[Begin EXTRACTED DATA]

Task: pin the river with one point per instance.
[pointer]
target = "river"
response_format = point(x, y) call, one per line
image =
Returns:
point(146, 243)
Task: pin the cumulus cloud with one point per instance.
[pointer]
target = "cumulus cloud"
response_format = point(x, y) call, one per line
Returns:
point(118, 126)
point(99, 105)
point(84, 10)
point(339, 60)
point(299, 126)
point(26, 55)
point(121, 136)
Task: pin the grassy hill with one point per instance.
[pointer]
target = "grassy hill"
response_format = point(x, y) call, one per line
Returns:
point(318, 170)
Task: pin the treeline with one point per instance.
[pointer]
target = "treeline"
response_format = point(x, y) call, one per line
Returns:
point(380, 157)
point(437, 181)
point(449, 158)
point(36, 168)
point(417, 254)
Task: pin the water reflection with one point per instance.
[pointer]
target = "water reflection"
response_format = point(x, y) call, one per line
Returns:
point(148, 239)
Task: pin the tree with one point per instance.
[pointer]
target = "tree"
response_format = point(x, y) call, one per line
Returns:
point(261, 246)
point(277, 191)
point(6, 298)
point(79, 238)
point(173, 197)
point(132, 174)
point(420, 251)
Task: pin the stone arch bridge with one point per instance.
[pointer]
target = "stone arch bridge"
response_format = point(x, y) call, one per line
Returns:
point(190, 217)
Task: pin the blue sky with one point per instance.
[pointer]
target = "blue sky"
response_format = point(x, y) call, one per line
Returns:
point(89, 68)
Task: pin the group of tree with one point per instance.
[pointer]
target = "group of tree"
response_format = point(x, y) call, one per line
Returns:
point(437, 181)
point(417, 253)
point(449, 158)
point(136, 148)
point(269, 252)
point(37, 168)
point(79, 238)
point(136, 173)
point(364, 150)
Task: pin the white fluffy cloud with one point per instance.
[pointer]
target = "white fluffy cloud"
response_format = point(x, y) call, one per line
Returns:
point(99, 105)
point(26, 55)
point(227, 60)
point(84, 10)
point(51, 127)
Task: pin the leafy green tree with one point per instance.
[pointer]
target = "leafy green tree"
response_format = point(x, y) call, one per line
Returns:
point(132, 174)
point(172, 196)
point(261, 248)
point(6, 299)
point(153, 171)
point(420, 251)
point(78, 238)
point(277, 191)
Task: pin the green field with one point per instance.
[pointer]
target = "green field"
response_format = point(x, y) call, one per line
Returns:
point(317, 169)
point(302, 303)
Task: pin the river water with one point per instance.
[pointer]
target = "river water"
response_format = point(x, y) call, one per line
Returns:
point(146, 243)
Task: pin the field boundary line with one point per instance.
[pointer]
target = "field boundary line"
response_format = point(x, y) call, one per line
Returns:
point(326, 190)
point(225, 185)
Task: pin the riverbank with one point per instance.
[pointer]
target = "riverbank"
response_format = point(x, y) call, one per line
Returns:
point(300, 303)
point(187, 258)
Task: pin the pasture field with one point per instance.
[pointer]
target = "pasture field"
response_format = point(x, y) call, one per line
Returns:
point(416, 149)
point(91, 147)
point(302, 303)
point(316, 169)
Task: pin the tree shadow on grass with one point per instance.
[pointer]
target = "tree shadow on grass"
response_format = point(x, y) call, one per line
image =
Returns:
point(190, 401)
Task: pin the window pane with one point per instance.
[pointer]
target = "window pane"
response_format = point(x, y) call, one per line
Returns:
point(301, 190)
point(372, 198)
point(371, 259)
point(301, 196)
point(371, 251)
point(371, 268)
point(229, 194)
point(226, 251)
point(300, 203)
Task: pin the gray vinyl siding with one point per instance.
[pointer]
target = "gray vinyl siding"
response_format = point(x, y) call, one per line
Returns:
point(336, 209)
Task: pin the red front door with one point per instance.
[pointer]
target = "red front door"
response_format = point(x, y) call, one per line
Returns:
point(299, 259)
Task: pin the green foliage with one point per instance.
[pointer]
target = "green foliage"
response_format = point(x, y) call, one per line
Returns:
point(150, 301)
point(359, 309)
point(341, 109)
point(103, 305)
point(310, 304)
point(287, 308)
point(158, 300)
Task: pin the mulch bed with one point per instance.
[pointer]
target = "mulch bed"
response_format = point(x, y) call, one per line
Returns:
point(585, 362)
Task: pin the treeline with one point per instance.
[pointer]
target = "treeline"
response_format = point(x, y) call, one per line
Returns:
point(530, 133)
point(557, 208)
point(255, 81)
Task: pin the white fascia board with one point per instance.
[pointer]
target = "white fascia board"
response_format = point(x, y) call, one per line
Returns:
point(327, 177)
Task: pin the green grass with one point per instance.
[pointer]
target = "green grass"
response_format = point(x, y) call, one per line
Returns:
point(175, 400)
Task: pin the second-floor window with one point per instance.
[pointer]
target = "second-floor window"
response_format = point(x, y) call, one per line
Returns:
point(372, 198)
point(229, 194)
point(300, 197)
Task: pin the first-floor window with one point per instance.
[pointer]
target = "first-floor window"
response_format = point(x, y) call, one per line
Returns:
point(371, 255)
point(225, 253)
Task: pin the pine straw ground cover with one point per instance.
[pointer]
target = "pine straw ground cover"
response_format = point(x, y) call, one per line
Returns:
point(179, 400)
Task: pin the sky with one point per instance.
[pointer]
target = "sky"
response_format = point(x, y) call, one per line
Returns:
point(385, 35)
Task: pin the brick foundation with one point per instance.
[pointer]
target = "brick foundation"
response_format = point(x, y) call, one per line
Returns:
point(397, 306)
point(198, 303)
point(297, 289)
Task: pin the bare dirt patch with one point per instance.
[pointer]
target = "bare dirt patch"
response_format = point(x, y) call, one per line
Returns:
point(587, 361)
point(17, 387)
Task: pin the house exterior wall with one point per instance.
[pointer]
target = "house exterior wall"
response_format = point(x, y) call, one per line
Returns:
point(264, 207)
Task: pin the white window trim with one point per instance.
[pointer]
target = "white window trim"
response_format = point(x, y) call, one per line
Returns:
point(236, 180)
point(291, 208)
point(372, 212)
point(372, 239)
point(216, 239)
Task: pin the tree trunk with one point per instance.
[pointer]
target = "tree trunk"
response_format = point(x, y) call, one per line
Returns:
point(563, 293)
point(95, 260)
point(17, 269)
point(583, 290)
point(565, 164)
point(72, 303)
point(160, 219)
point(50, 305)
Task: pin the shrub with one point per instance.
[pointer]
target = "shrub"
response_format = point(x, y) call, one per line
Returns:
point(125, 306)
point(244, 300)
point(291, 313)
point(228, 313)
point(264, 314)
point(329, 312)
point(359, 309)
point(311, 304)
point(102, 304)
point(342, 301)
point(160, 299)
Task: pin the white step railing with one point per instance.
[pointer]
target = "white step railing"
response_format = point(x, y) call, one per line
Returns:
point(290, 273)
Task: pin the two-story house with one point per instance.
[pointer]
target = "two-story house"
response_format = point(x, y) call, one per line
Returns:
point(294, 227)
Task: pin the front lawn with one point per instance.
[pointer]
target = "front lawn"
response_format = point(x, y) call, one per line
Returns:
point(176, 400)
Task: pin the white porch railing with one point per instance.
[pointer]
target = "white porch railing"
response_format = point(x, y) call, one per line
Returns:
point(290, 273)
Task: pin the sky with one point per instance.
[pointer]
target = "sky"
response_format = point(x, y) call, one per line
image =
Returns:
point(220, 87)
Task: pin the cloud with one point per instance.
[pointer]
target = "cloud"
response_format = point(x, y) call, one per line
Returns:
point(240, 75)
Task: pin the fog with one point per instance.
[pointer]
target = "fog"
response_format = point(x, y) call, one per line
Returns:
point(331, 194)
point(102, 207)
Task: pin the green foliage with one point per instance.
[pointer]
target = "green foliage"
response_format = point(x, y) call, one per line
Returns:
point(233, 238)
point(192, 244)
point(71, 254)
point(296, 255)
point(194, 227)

[End EXTRACTED DATA]

• [WRITTEN PROBLEM]
Lay out every line of all the entries above as a numbered list, omitting blank lines.

• [FINISHED EXERCISE]
1. Task: pin the river with one point per instance.
2. [pointer]
3. target = "river"
4. response_format = point(x, y) call, one per line
5. image =
6. Returns:
7. point(146, 243)
8. Task: pin the cumulus cloud with one point per instance.
9. [pointer]
10. target = "cumulus cloud"
11. response_format = point(x, y) call, one per line
12. Returns:
13. point(118, 126)
14. point(99, 105)
15. point(84, 10)
16. point(339, 60)
17. point(299, 126)
18. point(26, 55)
19. point(121, 136)
20. Task: pin the grassy hill with one point per instance.
21. [pointer]
22. target = "grassy hill"
23. response_format = point(x, y) call, one per line
24. Returns:
25. point(318, 170)
26. Task: pin the treeline with one point per instance.
27. [pointer]
28. target = "treeline"
29. response_format = point(x, y) call, one per line
30. Returns:
31. point(380, 157)
32. point(437, 181)
33. point(449, 158)
34. point(36, 168)
35. point(417, 254)
36. Task: pin the water reflection with one point per instance.
37. [pointer]
38. target = "water reflection"
39. response_format = point(x, y) call, one per line
40. Returns:
41. point(148, 239)
42. Task: pin the tree with one point per instance.
43. [pointer]
44. target = "tree"
45. response_format = point(x, y) call, one per line
46. Returns:
47. point(261, 246)
48. point(277, 191)
49. point(6, 298)
50. point(79, 238)
51. point(173, 197)
52. point(132, 174)
53. point(420, 251)
54. Task: pin the stone arch bridge with one point per instance.
55. [pointer]
56. target = "stone arch bridge"
57. response_format = point(x, y) call, one per line
58. Returns:
59. point(190, 217)
60. Task: pin the blue sky with one point per instance.
61. [pointer]
62. target = "blue sky"
63. response_format = point(x, y) call, one per line
64. Returns:
65. point(89, 68)
66. Task: pin the group of tree with one point per instance.
67. [pointer]
68. target = "group of tree"
69. response_format = point(x, y) call, one per line
70. Returns:
71. point(437, 181)
72. point(417, 253)
73. point(449, 158)
74. point(136, 148)
75. point(269, 252)
76. point(37, 168)
77. point(79, 238)
78. point(136, 173)
79. point(364, 150)
80. Task: pin the white fluffy cloud with one point per instance.
81. [pointer]
82. target = "white fluffy cloud"
83. response_format = point(x, y) call, one per line
84. Returns:
85. point(99, 105)
86. point(26, 55)
87. point(227, 60)
88. point(84, 10)
89. point(51, 127)
90. Task: pin the leafy green tree with one point per instance.
91. [pointer]
92. target = "leafy green tree"
93. response_format = point(x, y) call, one per line
94. Returns:
95. point(132, 174)
96. point(172, 196)
97. point(261, 248)
98. point(6, 299)
99. point(153, 171)
100. point(420, 251)
101. point(78, 238)
102. point(277, 191)
103. Task: pin the green field with one point per instance.
104. [pointer]
105. target = "green field"
106. response_format = point(x, y) call, one per line
107. Returns:
108. point(317, 169)
109. point(302, 303)
110. Task: pin the river water with one point per instance.
111. [pointer]
112. target = "river water"
113. response_format = point(x, y) call, one per line
114. Returns:
115. point(146, 243)
116. Task: pin the field boundary line with one point per instance.
117. [pointer]
118. target = "field boundary line"
119. response_format = point(x, y) call, one per line
120. Returns:
121. point(326, 190)
122. point(225, 185)
123. Task: pin the riverbank with one point per instance.
124. [pointer]
125. target = "riverbank"
126. response_format = point(x, y) call, one per line
127. Returns:
128. point(300, 303)
129. point(187, 258)
130. Task: pin the pasture field with one point per instance.
131. [pointer]
132. target = "pasture field"
133. response_format = point(x, y) call, one per line
134. Returns:
135. point(416, 149)
136. point(91, 147)
137. point(302, 303)
138. point(316, 169)
139. Task: pin the tree shadow on grass with one point per instance.
140. [pointer]
141. target = "tree shadow on grass"
142. response_format = point(x, y) call, one per line
143. image =
144. Returns:
145. point(190, 401)
146. Task: pin the window pane with one point per instance.
147. [pointer]
148. target = "window pane"
149. response_format = point(x, y) call, one per line
150. Returns:
151. point(301, 190)
152. point(372, 198)
153. point(371, 259)
154. point(301, 196)
155. point(371, 251)
156. point(371, 268)
157. point(229, 194)
158. point(226, 251)
159. point(300, 203)
160. Task: pin the gray vinyl siding with one point per instance.
161. [pointer]
162. target = "gray vinyl siding"
163. response_format = point(x, y) call, one per line
164. Returns:
165. point(336, 209)
166. Task: pin the red front door with one point per instance.
167. [pointer]
168. target = "red front door"
169. response_format = point(x, y) call, one per line
170. Returns:
171. point(299, 259)
172. Task: pin the green foliage with one point per instance.
173. [pointer]
174. target = "green foliage"
175. response_format = point(x, y) call, one per line
176. Returns:
177. point(150, 301)
178. point(359, 309)
179. point(341, 109)
180. point(103, 305)
181. point(310, 304)
182. point(287, 308)
183. point(158, 300)
184. Task: pin the mulch bed with one point per instance.
185. [pointer]
186. target = "mulch bed"
187. response_format = point(x, y) call, one per line
188. Returns:
189. point(585, 362)
190. Task: pin the treeline with one point per instance.
191. [pointer]
192. target = "treeline"
193. response_format = point(x, y) call, one per line
194. Returns:
195. point(530, 133)
196. point(557, 208)
197. point(255, 81)
198. Task: pin the white fascia board with one point per instance.
199. [pointer]
200. target = "white fascia board"
201. response_format = point(x, y) call, one per line
202. Returns:
203. point(327, 177)
204. Task: pin the green grass with one point per instance.
205. [pointer]
206. target = "green grass"
207. response_format = point(x, y) call, one per line
208. Returns:
209. point(175, 400)
210. Task: pin the second-floor window with one point per instance.
211. [pointer]
212. target = "second-floor window"
213. response_format = point(x, y) call, one per line
214. Returns:
215. point(372, 198)
216. point(229, 194)
217. point(300, 197)
218. Task: pin the first-floor window with one point per instance.
219. [pointer]
220. target = "first-floor window"
221. response_format = point(x, y) call, one per line
222. Returns:
223. point(371, 255)
224. point(225, 253)
225. Task: pin the pine straw ground cover with one point per instance.
226. [pointer]
227. target = "pine straw ground cover"
228. response_format = point(x, y) call, one per line
229. Returns:
230. point(179, 400)
231. Task: pin the sky with one point per instance.
232. [pointer]
233. target = "sky"
234. response_format = point(x, y) call, one per line
235. Returns:
236. point(385, 35)
237. Task: pin the brick foundation with one point per instance.
238. [pointer]
239. target = "brick foundation"
240. response_format = point(x, y) call, one per line
241. Returns:
242. point(397, 306)
243. point(198, 303)
244. point(297, 289)
245. Task: pin the bare dirt patch with one point per instance.
246. [pointer]
247. target = "bare dirt patch"
248. response_format = point(x, y) call, one per line
249. Returns:
250. point(587, 361)
251. point(17, 387)
252. Task: pin the house exterior wall with one point per instance.
253. [pointer]
254. target = "house exterior wall"
255. response_format = point(x, y) call, one per line
256. Returns:
257. point(264, 207)
258. Task: pin the white window trim with one point per instance.
259. [pointer]
260. target = "white window trim"
261. response_format = point(x, y) call, one per line
262. Returns:
263. point(236, 180)
264. point(291, 208)
265. point(372, 212)
266. point(372, 239)
267. point(216, 239)
268. Task: pin the tree trunk with one point per instance.
269. [pointer]
270. target = "tree trunk"
271. response_format = point(x, y) call, one per line
272. Returns:
273. point(563, 293)
274. point(95, 260)
275. point(17, 269)
276. point(583, 290)
277. point(565, 164)
278. point(72, 303)
279. point(160, 219)
280. point(50, 305)
281. Task: pin the shrub with one point per instance.
282. [pointer]
283. target = "shrub"
284. response_format = point(x, y) call, one per line
285. Returns:
286. point(125, 306)
287. point(244, 300)
288. point(291, 313)
289. point(228, 313)
290. point(264, 314)
291. point(329, 312)
292. point(359, 309)
293. point(311, 304)
294. point(102, 304)
295. point(342, 301)
296. point(160, 299)
297. Task: pin the white step railing with one point per instance.
298. [pointer]
299. target = "white step railing"
300. response_format = point(x, y) call, one per line
301. Returns:
302. point(290, 273)
303. Task: pin the two-story house with one point per instance.
304. [pointer]
305. target = "two-story house"
306. response_format = point(x, y) call, one per line
307. Returns:
308. point(294, 227)
309. Task: pin the front lawn with one point per instance.
310. [pointer]
311. target = "front lawn"
312. response_format = point(x, y) call, one per line
313. Returns:
314. point(176, 400)
315. Task: pin the white porch railing with one point per instance.
316. [pointer]
317. target = "white porch railing"
318. response_format = point(x, y) call, one per line
319. Returns:
320. point(290, 273)
321. Task: pin the sky with one point per instance.
322. [pointer]
323. target = "sky"
324. response_format = point(x, y) call, one per line
325. image =
326. Returns:
327. point(220, 87)
328. Task: pin the cloud with one point per instance.
329. [pointer]
330. target = "cloud"
331. response_format = point(x, y) call, one per line
332. Returns:
333. point(240, 75)
334. Task: pin the fog with one point per instance.
335. [pointer]
336. target = "fog"
337. response_format = point(x, y) call, one per line
338. Returns:
339. point(331, 194)
340. point(102, 207)
341. Task: pin the green foliage with one point per instance.
342. [pointer]
343. target = "green foliage"
344. response_format = point(x, y) call, one per line
345. Returns:
346. point(233, 238)
347. point(192, 244)
348. point(71, 254)
349. point(296, 255)
350. point(194, 227)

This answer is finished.